* _Extracted information_:
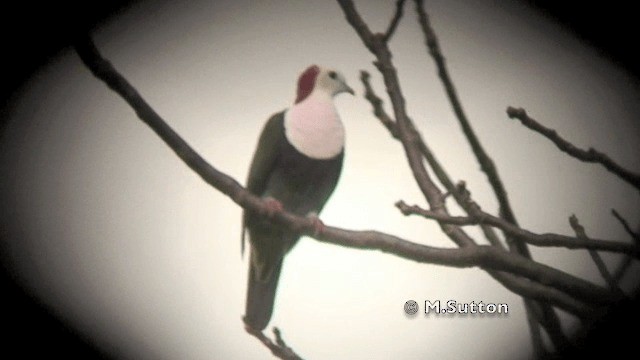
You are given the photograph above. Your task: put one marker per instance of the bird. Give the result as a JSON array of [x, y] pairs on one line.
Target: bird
[[295, 168]]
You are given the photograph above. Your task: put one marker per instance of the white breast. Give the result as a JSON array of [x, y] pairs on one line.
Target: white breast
[[314, 128]]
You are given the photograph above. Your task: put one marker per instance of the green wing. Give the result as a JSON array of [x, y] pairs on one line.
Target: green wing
[[264, 159]]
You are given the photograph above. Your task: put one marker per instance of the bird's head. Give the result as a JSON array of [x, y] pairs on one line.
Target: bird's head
[[316, 78]]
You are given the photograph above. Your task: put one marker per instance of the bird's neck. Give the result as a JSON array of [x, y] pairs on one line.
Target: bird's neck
[[314, 128]]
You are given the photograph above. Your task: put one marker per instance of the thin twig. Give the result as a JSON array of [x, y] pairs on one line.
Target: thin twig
[[394, 21], [602, 267], [634, 235], [622, 268], [592, 155], [545, 278], [556, 240], [486, 163], [278, 348], [378, 110]]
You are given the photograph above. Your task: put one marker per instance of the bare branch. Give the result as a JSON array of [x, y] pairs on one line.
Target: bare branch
[[394, 21], [441, 174], [486, 163], [602, 267], [480, 217], [376, 103], [279, 349], [486, 257], [592, 155], [634, 235], [622, 268]]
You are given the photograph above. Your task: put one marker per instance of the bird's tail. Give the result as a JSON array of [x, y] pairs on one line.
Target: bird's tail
[[261, 294]]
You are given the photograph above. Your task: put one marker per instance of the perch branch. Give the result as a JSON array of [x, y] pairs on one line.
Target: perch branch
[[486, 257]]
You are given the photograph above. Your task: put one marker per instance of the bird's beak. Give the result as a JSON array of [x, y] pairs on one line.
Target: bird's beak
[[347, 88], [350, 90]]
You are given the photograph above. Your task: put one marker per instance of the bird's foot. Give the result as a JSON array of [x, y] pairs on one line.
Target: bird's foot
[[273, 206], [318, 225]]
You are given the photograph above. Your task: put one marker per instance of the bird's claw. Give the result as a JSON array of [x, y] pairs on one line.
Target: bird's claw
[[318, 225], [273, 206]]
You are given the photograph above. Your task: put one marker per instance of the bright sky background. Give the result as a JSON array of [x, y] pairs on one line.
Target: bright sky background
[[121, 239]]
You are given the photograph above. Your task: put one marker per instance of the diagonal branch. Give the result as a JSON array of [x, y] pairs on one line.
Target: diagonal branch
[[438, 170], [486, 163], [592, 155], [602, 267], [487, 257], [278, 348], [480, 217], [394, 21], [625, 224]]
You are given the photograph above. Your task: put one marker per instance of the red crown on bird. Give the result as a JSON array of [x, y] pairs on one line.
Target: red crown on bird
[[306, 82]]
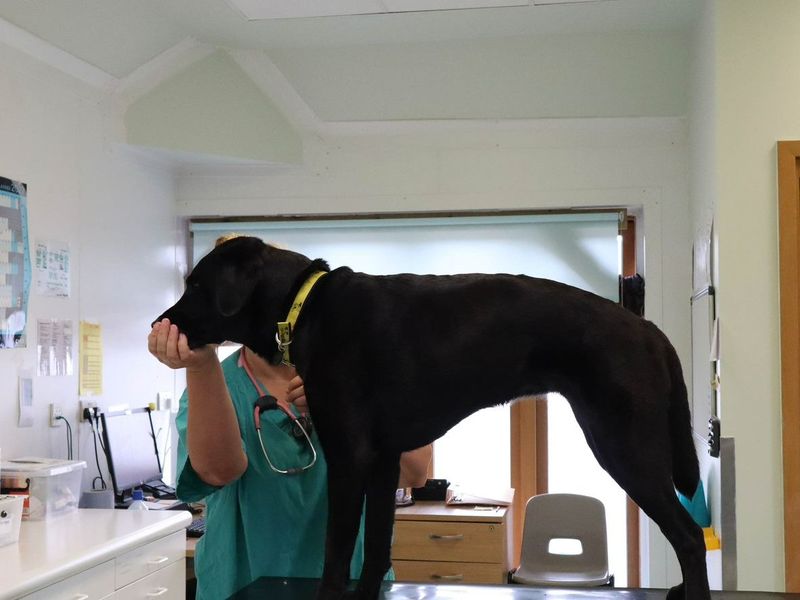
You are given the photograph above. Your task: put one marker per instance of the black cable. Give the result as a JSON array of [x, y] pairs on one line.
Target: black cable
[[95, 435], [69, 436]]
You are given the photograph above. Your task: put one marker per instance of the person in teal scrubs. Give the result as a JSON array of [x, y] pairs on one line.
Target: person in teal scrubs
[[258, 522]]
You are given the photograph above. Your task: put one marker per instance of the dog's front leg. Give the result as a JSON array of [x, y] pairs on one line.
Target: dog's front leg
[[381, 486], [345, 501]]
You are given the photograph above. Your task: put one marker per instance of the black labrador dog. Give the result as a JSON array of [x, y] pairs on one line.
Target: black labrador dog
[[390, 363]]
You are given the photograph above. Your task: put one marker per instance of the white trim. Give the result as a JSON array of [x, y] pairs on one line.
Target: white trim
[[39, 49]]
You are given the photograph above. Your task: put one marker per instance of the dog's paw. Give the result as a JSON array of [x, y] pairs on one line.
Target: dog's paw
[[676, 593]]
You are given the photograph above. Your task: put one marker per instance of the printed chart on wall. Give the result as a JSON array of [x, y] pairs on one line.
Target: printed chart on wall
[[90, 349], [15, 264]]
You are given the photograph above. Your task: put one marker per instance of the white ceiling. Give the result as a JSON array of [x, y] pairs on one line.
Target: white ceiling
[[121, 39], [118, 36]]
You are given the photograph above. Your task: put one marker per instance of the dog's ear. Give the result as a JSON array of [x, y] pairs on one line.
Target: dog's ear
[[232, 290]]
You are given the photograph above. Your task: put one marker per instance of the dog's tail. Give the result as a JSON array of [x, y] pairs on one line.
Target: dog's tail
[[685, 467]]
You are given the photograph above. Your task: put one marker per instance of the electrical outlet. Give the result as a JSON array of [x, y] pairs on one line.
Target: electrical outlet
[[84, 404], [55, 413], [164, 401]]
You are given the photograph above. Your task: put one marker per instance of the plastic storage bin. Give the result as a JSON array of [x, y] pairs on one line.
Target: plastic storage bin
[[10, 517], [53, 486]]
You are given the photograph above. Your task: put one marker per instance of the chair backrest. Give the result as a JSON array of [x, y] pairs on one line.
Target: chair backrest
[[564, 516]]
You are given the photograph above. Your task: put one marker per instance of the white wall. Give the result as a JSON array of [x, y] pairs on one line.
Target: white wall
[[116, 213], [640, 163]]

* _Work to be completed_: Copy the material word for word, starting at the line that contains "of the electrical" and ending after the line that contains "[[10, 517], [53, 486]]".

* _Reply to the task_:
You are given the photograph above. Your task: put one marker per instance of the electrical outlet. Give the result as a JSON array of [x, y] pairs on one line.
Target: electrical outlet
[[84, 404], [55, 413], [164, 401]]
You are given the photograph above. Your task: put one marker per instance of the plastic storage bin. Give the result as a JSON array of [x, y] pairs on one line.
Target: plastic storage bin
[[10, 517], [53, 486]]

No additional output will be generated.